■ **RECORDS SHOWN**
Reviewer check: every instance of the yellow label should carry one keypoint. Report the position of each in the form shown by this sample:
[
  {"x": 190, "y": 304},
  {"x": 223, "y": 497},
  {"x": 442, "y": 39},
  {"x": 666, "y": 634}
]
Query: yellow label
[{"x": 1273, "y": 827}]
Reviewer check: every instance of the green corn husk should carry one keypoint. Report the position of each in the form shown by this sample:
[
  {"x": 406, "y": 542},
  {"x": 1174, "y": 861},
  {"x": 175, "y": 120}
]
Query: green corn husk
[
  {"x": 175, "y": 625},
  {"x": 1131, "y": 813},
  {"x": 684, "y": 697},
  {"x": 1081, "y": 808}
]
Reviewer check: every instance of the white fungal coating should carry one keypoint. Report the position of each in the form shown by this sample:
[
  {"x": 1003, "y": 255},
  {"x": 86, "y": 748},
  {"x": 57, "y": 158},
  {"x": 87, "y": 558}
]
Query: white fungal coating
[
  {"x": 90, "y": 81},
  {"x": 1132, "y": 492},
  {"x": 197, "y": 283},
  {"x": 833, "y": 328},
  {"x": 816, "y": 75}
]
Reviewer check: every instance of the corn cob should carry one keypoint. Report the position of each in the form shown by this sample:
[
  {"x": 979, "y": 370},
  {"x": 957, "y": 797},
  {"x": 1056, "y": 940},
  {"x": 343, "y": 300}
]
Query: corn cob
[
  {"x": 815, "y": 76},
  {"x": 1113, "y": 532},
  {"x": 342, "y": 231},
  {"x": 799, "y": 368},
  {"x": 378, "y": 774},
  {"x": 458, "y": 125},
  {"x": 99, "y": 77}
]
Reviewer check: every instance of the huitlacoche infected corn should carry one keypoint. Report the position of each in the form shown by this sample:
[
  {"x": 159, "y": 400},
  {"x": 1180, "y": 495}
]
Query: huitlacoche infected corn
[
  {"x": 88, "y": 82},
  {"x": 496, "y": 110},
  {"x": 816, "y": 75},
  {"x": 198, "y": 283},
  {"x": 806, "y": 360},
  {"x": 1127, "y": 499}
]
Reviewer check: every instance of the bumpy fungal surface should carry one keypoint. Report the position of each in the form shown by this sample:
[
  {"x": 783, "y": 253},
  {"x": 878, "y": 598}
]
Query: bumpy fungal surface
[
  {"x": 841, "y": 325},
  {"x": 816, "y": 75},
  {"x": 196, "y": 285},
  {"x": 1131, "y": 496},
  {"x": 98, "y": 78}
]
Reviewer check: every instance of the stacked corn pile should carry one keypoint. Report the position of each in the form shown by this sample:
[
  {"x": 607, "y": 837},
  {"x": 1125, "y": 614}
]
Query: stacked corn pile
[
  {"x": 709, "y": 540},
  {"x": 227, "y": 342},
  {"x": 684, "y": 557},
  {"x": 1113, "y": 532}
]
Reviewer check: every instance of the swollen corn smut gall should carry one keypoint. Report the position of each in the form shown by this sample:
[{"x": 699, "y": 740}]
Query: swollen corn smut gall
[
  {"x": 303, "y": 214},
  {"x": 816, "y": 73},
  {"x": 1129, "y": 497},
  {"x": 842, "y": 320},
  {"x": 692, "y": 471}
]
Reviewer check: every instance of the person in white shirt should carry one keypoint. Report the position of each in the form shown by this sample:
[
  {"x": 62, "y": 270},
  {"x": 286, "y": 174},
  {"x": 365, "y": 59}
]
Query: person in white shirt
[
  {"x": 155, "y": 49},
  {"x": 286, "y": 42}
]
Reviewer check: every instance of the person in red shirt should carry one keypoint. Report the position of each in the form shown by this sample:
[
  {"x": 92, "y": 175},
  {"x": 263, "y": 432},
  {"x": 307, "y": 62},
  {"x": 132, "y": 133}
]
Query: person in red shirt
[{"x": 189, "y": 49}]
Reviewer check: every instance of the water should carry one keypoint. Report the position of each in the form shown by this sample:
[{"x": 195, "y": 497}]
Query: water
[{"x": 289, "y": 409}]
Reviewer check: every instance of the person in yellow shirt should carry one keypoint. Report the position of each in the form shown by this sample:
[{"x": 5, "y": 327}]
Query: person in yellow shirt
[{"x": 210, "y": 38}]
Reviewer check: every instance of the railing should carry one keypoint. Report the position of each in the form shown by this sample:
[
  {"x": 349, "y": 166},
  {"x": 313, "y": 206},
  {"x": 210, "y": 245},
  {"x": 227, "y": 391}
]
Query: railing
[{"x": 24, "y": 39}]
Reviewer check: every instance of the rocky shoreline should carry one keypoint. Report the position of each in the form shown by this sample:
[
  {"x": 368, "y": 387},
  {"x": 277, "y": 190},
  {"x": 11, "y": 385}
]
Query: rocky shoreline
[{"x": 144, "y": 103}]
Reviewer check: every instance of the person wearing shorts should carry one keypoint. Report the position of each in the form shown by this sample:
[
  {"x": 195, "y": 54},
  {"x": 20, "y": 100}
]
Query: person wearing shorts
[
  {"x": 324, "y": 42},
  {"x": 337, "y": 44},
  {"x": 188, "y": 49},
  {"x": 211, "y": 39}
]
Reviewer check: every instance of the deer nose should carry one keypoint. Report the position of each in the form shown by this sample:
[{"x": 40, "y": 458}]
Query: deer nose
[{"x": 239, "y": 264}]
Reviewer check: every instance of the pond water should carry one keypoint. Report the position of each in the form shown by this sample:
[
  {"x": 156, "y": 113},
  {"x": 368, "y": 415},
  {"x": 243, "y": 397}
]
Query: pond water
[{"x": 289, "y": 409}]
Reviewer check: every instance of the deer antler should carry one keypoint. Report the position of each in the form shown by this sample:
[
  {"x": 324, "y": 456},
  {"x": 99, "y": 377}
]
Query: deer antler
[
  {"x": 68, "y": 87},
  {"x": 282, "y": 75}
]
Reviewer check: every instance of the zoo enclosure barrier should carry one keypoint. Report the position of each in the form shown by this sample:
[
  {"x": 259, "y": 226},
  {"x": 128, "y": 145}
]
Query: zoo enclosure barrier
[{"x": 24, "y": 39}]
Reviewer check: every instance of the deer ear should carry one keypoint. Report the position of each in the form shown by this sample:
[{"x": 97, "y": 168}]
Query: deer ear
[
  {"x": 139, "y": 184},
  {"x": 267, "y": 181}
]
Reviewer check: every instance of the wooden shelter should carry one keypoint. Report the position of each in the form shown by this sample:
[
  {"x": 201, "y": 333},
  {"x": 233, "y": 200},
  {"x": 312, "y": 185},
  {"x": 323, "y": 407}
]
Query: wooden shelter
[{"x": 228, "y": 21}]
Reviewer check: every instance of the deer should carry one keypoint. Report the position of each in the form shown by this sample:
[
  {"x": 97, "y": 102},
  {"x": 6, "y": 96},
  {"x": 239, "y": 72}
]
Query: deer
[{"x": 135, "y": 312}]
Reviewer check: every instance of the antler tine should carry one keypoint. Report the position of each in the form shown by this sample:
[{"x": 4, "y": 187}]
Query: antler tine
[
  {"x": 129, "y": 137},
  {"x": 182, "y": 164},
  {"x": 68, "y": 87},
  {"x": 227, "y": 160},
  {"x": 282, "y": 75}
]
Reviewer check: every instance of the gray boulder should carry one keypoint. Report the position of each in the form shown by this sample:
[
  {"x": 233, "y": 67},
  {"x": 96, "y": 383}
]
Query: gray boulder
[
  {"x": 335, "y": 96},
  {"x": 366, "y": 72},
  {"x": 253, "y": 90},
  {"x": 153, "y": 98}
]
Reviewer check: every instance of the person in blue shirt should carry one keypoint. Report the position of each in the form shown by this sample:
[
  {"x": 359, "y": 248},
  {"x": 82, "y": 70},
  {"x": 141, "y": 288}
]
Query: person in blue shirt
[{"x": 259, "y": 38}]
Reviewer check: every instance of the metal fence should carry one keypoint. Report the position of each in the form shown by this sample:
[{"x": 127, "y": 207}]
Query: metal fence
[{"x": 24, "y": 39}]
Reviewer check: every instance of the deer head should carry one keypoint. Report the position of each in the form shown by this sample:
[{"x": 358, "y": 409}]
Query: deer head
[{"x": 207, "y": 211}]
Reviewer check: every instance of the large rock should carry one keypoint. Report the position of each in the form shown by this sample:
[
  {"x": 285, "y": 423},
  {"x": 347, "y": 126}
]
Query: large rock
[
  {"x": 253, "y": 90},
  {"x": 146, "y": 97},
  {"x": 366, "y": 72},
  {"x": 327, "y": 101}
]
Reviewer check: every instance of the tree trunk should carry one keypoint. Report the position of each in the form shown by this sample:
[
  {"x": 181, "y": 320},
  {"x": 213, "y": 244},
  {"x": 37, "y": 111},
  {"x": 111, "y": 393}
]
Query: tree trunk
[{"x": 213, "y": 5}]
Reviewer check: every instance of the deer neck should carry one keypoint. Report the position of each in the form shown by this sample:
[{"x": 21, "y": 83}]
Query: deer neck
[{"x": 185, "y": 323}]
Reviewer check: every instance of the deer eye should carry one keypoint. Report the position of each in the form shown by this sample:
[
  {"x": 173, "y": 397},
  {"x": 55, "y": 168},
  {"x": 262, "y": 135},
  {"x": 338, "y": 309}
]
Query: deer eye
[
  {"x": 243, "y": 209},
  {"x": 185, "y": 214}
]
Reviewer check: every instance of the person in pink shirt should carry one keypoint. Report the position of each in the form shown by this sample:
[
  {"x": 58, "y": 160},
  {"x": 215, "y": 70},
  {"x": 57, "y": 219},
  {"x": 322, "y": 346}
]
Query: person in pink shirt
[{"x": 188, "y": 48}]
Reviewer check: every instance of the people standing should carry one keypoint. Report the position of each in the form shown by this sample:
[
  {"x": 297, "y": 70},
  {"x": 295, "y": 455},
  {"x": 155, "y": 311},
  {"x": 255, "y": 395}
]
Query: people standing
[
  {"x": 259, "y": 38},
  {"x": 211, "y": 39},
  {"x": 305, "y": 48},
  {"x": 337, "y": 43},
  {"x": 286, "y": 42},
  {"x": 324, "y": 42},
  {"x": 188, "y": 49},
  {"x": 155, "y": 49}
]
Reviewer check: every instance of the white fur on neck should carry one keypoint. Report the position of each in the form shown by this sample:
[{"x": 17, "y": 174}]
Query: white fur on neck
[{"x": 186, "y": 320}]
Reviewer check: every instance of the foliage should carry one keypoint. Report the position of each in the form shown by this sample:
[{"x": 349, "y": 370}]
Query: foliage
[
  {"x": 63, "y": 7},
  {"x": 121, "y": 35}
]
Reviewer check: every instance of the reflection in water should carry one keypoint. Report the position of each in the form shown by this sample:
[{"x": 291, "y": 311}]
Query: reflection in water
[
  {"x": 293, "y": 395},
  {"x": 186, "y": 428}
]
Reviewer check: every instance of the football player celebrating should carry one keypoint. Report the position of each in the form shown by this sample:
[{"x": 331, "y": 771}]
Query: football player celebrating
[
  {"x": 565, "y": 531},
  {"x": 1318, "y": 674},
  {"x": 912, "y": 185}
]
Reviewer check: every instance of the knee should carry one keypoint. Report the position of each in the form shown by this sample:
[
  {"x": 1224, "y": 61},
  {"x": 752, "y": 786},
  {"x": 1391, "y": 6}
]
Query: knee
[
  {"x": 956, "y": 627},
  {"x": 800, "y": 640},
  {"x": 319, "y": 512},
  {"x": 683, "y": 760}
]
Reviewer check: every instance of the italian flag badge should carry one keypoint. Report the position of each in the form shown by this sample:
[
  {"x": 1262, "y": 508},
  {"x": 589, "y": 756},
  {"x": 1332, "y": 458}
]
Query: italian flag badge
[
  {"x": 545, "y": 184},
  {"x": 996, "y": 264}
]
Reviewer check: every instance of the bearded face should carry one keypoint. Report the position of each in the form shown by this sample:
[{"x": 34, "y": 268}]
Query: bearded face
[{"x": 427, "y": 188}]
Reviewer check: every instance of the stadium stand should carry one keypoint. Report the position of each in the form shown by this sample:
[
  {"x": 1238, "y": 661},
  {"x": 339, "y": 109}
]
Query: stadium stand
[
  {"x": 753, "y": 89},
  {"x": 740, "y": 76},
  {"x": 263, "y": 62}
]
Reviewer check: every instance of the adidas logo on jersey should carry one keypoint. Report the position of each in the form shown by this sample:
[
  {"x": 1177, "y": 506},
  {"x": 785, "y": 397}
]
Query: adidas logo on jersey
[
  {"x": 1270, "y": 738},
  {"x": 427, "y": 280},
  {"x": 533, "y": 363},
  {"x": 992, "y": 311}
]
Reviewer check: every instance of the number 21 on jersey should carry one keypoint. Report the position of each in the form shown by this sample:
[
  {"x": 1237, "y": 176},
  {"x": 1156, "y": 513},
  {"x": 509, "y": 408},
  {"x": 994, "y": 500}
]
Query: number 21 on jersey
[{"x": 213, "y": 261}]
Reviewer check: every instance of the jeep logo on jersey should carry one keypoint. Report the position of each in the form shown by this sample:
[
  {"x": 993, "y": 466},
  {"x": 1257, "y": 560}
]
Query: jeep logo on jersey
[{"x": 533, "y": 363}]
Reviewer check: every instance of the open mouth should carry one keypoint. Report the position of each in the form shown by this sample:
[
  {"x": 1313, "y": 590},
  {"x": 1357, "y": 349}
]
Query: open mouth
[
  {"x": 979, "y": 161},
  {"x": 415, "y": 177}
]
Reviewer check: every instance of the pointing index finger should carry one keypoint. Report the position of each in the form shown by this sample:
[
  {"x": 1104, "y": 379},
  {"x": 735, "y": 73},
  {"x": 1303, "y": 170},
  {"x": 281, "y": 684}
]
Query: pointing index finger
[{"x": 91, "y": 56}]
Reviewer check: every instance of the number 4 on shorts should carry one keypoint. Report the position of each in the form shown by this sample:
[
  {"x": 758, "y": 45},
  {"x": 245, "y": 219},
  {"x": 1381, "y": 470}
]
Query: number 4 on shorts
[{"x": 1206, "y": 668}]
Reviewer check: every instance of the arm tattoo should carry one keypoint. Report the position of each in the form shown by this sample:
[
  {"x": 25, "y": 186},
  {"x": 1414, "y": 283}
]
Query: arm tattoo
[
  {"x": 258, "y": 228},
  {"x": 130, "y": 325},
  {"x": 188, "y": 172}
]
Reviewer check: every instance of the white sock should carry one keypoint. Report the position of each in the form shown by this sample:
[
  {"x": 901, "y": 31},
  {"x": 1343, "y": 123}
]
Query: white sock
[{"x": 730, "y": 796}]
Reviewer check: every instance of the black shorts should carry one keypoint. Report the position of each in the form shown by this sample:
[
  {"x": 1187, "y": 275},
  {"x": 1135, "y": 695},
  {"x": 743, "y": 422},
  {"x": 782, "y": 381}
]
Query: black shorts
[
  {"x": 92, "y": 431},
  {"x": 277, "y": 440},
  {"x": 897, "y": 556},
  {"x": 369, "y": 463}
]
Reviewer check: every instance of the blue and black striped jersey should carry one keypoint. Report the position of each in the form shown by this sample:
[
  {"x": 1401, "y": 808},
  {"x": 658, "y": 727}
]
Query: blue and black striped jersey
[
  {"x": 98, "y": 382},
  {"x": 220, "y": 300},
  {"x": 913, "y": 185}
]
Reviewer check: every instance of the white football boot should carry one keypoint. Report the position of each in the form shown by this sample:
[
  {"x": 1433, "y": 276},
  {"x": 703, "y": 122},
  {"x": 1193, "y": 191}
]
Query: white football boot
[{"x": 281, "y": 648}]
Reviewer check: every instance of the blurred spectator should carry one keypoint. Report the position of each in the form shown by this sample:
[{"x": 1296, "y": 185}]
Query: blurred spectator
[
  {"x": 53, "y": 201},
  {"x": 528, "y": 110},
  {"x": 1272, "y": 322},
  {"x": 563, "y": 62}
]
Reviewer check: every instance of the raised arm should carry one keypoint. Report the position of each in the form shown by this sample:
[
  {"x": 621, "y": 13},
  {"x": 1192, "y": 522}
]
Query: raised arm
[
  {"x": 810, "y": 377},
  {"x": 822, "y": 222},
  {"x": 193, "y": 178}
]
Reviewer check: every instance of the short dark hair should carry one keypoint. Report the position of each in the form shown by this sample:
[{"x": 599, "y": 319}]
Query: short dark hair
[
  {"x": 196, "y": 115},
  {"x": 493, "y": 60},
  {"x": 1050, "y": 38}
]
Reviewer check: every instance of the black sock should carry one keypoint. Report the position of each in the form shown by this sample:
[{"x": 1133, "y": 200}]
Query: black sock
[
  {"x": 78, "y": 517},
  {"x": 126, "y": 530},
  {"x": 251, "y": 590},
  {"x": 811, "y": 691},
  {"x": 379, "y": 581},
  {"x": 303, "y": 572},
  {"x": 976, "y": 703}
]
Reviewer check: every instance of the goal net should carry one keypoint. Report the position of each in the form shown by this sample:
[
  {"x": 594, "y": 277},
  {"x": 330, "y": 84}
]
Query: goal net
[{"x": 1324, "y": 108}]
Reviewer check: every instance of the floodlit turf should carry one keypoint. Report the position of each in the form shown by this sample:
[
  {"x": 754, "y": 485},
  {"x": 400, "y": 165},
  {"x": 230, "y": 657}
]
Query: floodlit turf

■ **WORK TO BE COMPLETED**
Scan the material above for the string "floodlit" and report each line where you find it.

■ **SOLUTION BELOW**
Reviewer check: every instance of the floodlit turf should carry one keypoint. Report the position of each in the form shown by this sample:
Query: floodlit turf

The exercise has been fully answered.